Convert the listing below into a two-column CSV with the headers input_text and output_boxes. Give one row per entry, with the text and its response each in a single quoted field, and replace line breaks with spaces.

*Excerpts of bounding box data:*
● ● ● ● ● ● ●

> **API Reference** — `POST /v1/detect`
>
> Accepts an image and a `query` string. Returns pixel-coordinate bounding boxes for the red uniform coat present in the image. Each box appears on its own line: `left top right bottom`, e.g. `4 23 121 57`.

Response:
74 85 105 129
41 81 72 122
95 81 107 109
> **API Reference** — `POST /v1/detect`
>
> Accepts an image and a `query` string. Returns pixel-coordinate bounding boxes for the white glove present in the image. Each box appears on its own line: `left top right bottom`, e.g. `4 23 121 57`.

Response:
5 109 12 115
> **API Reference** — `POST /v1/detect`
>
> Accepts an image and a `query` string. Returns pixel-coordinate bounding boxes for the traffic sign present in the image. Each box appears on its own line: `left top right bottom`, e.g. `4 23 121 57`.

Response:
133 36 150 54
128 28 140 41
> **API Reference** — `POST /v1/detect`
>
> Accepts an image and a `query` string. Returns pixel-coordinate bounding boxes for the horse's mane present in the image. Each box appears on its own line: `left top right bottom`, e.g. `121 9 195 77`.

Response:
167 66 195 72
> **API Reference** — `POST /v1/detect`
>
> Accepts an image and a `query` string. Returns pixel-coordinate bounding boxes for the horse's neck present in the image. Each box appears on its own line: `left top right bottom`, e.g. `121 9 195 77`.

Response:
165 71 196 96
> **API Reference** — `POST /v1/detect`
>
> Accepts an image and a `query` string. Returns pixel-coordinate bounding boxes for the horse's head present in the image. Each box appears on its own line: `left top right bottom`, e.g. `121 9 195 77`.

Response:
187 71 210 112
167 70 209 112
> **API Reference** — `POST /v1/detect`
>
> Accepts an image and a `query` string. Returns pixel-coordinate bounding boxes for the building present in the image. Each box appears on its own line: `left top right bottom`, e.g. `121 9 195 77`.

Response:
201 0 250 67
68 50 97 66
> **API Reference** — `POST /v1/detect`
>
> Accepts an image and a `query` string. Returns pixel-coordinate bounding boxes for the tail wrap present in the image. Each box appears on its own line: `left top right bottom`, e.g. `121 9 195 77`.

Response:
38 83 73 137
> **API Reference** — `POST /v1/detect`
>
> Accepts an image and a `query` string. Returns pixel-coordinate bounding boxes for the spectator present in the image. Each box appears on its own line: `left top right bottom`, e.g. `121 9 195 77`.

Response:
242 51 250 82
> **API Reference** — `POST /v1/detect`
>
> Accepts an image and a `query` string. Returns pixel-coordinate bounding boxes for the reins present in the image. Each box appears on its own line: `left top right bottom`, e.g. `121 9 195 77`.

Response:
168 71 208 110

● ● ● ● ● ● ●

*THE COMPLETED TASK:*
input_text,output_boxes
"> **API Reference** — `POST /v1/detect` > > Accepts an image and a `query` string. Returns pixel-coordinate bounding boxes for the red uniform coat present in the image. Each box appears on its own line: `left top right bottom`, e.g. `4 23 121 57`. Response:","74 85 105 129 41 81 72 122 95 81 107 109"
"> **API Reference** — `POST /v1/detect` > > Accepts an image and a `query` string. Returns pixel-coordinate bounding boxes for the white glove present in the image. Each box appears on its own line: `left top right bottom`, e.g. `4 23 121 57`. Response:","5 109 12 115"
"> **API Reference** — `POST /v1/detect` > > Accepts an image and a `query` string. Returns pixel-coordinate bounding boxes for the traffic sign present in the image. Each box appears on its own line: `left top right bottom`, e.g. `4 23 121 57`. Response:","133 36 150 54 128 28 140 41"
"> **API Reference** — `POST /v1/detect` > > Accepts an image and a `query` string. Returns pixel-coordinate bounding boxes for the horse's mane present in the image. Each box appears on its own line: `left top right bottom`, e.g. `121 9 195 77`. Response:","167 66 195 72"
"> **API Reference** — `POST /v1/detect` > > Accepts an image and a `query` string. Returns pixel-coordinate bounding boxes for the horse's neck present in the image. Each box appears on its own line: `left top right bottom`, e.g. `121 9 195 77`. Response:","165 71 196 96"
"> **API Reference** — `POST /v1/detect` > > Accepts an image and a `query` string. Returns pixel-coordinate bounding boxes for the horse's head present in the image. Each box appears on its own line: `left top right bottom`, e.g. `121 9 195 77`. Response:","187 71 210 112 167 70 209 112"
"> **API Reference** — `POST /v1/detect` > > Accepts an image and a `query` string. Returns pixel-coordinate bounding boxes for the building present in the image. Each box appears on its own line: `left top right bottom`, e.g. `121 9 195 77`. Response:","201 0 250 67 68 50 97 66"
"> **API Reference** — `POST /v1/detect` > > Accepts an image and a `query` string. Returns pixel-coordinate bounding boxes for the tail wrap present in the image. Each box appears on its own line: `left top right bottom`, e.g. `121 9 195 77`. Response:","38 83 73 137"
"> **API Reference** — `POST /v1/detect` > > Accepts an image and a `query` string. Returns pixel-coordinate bounding boxes for the spectator present in the image. Each box appears on its own line: `left top right bottom`, e.g. `121 9 195 77`. Response:","242 51 250 82"
"> **API Reference** — `POST /v1/detect` > > Accepts an image and a `query` string. Returns pixel-coordinate bounding boxes for the reins present in the image. Each box appears on its own line: `left top right bottom`, e.g. `121 9 195 77`. Response:","168 71 208 110"